> **What is needed**
In the copy, keep every record exact and leave out all images.

> **Material for this task**
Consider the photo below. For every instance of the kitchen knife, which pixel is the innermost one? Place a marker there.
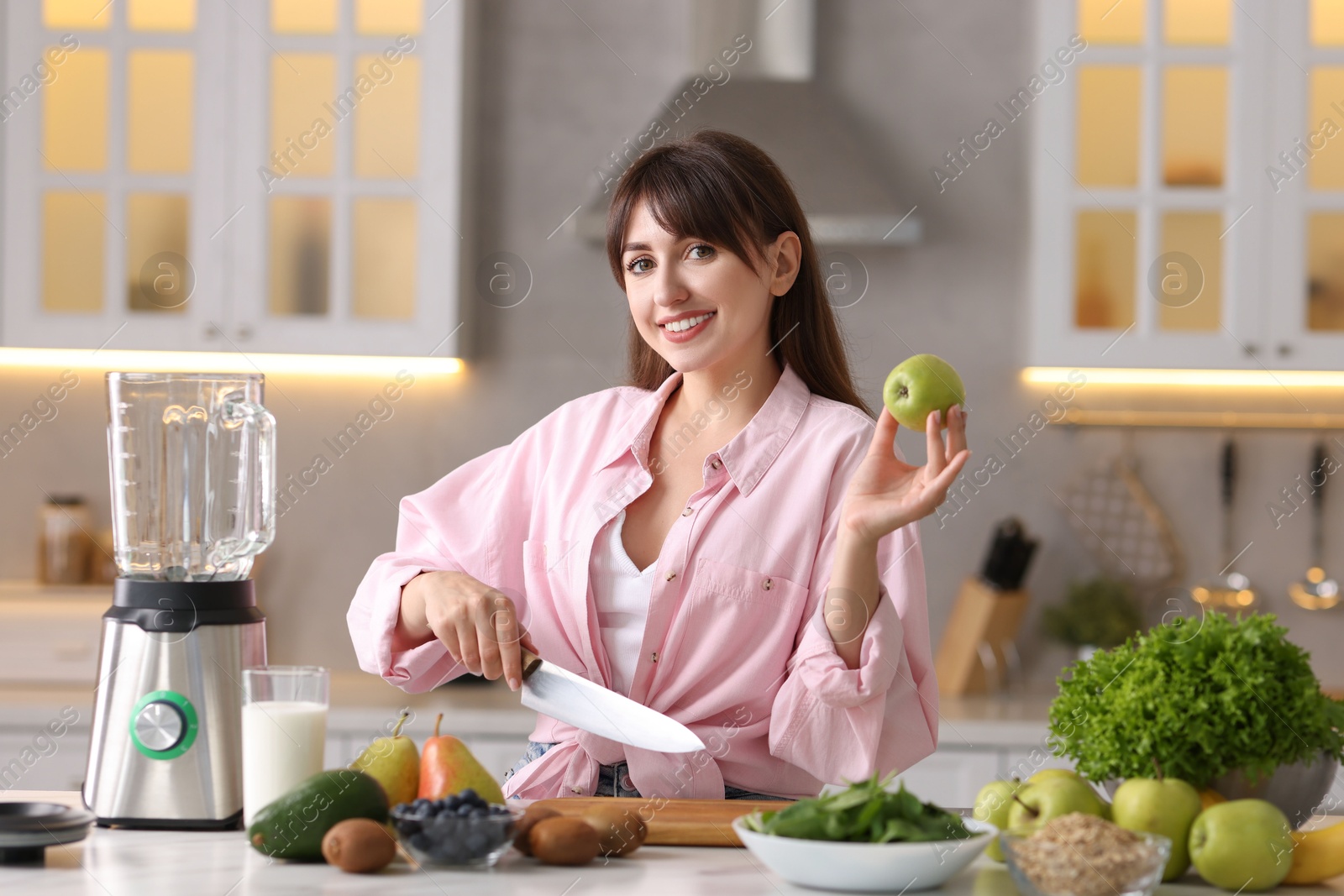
(584, 705)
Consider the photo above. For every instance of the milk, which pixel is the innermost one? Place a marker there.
(282, 745)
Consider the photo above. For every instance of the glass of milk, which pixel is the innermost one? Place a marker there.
(284, 731)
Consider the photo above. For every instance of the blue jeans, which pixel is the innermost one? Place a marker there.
(615, 781)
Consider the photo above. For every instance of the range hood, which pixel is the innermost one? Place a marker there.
(772, 98)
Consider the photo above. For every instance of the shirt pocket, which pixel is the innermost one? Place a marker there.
(738, 624)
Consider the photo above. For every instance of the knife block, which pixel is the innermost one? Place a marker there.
(979, 638)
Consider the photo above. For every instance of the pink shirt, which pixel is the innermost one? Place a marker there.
(734, 647)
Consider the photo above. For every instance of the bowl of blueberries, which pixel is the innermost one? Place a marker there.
(460, 829)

> **Task solution**
Consider the photo below. For every instance of the kitchen knife, which pixel is the innermost one? Place a marker there.
(584, 705)
Consider the photo above. For every instance of the milk, which pixel is the innermost one? Place a marker there.
(282, 745)
Consider the photo above. For every instance of the glass of milk, which pixel is the innermost one? Place a marker there.
(284, 731)
Consider the photo above. For every instance of the blue jeans, which pixel is the innermost one? Place a marker there.
(615, 781)
Consider the photo above. For every instance of the range hood, which pixel is the innermost one? Place a marker there.
(772, 98)
Consider the photo above. For every instance of the shirt pocket, which pixel is the innermost one? Place a marker there.
(738, 624)
Consider the photo above. For every instance of the knife block, which pixel is the innermost one? Place a marker there.
(979, 638)
Consider the photo above. For every instance of the pink shirt, which pixel is the innermost one? Place a marker there.
(734, 647)
Consider the photo above. For every instance of the bowl of blueberries, which pixel is the innermost one? Place a marker there.
(460, 829)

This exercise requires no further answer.